## Exercise objective
Repeat every entry, word for word, leaving no line out.

(Extracted data entries)

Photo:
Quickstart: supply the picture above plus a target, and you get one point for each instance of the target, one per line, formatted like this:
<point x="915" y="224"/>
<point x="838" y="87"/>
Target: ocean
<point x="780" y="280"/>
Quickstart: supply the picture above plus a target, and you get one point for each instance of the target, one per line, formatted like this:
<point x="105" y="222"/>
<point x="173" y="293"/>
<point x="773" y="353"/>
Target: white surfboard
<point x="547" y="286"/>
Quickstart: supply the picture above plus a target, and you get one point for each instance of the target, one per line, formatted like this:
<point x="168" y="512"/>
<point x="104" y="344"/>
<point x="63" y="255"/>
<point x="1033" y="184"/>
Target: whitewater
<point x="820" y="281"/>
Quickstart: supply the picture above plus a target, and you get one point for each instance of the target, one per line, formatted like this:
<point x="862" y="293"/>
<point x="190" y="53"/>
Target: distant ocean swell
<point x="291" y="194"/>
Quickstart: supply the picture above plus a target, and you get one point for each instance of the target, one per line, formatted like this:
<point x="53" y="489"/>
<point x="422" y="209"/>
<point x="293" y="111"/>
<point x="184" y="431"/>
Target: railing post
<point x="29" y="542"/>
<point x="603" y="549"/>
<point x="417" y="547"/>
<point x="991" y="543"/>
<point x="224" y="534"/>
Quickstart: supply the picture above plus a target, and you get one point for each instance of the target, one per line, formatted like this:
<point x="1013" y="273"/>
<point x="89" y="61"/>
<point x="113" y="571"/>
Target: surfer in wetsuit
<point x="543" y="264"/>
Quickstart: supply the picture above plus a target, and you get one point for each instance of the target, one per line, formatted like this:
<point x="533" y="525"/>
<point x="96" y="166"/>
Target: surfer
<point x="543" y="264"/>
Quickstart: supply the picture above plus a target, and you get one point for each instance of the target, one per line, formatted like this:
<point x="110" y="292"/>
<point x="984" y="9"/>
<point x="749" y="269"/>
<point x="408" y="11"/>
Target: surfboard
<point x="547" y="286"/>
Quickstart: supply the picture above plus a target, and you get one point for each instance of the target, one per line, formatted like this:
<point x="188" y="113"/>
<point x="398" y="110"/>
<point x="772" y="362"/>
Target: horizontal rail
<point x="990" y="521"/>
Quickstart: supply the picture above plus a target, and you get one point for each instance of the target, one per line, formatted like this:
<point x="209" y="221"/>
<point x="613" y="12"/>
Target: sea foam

## Task solution
Photo:
Quickstart: supply the picture above plus a target, and you get one point for each instance of the target, one per line, formatted like this:
<point x="915" y="224"/>
<point x="838" y="87"/>
Target: ocean
<point x="780" y="280"/>
Quickstart: supply the picture above plus a target, and you get one point for each instance of the target, one per line, formatted like this:
<point x="105" y="222"/>
<point x="173" y="293"/>
<point x="773" y="353"/>
Target: white surfboard
<point x="547" y="286"/>
Quickstart: supply the picture above plus a target, and you get one point for each instance of the target, one per line, formatted like this:
<point x="168" y="512"/>
<point x="104" y="344"/>
<point x="63" y="255"/>
<point x="1033" y="184"/>
Target: whitewater
<point x="820" y="281"/>
Quickstart: supply the picture above plus a target, and you get one point for each instance of the target, one per line, formatted like this:
<point x="862" y="293"/>
<point x="190" y="53"/>
Target: distant ocean swell
<point x="291" y="194"/>
Quickstart: supply the picture above plus a target, and you get one point for each instance of the target, one per line, formatted like this:
<point x="53" y="489"/>
<point x="422" y="209"/>
<point x="293" y="111"/>
<point x="184" y="431"/>
Target: railing post
<point x="29" y="542"/>
<point x="603" y="549"/>
<point x="417" y="547"/>
<point x="991" y="543"/>
<point x="224" y="534"/>
Quickstart: supply the picture above plus a target, and you get one point for each instance of the target, one per line, formatted like this:
<point x="1013" y="273"/>
<point x="89" y="61"/>
<point x="113" y="571"/>
Target: surfer in wetsuit
<point x="543" y="264"/>
Quickstart: supply the picture above plus a target, and you get one point for each instance of the target, one per line, formatted like this:
<point x="533" y="525"/>
<point x="96" y="166"/>
Target: surfer
<point x="543" y="264"/>
Quickstart: supply the picture above plus a target, and you get one point for each instance of the target, one per line, formatted like this:
<point x="110" y="292"/>
<point x="984" y="9"/>
<point x="749" y="269"/>
<point x="408" y="11"/>
Target: surfboard
<point x="547" y="286"/>
Quickstart: supply the picture above plus a target, and you get one point for each instance of the target, one per line, formatted like this:
<point x="188" y="113"/>
<point x="398" y="110"/>
<point x="772" y="362"/>
Target: horizontal rail
<point x="990" y="521"/>
Quickstart: supply the picture above plus a target, and you get one point for each instance of the target, one per line, formatted like this:
<point x="209" y="221"/>
<point x="613" y="12"/>
Target: sea foam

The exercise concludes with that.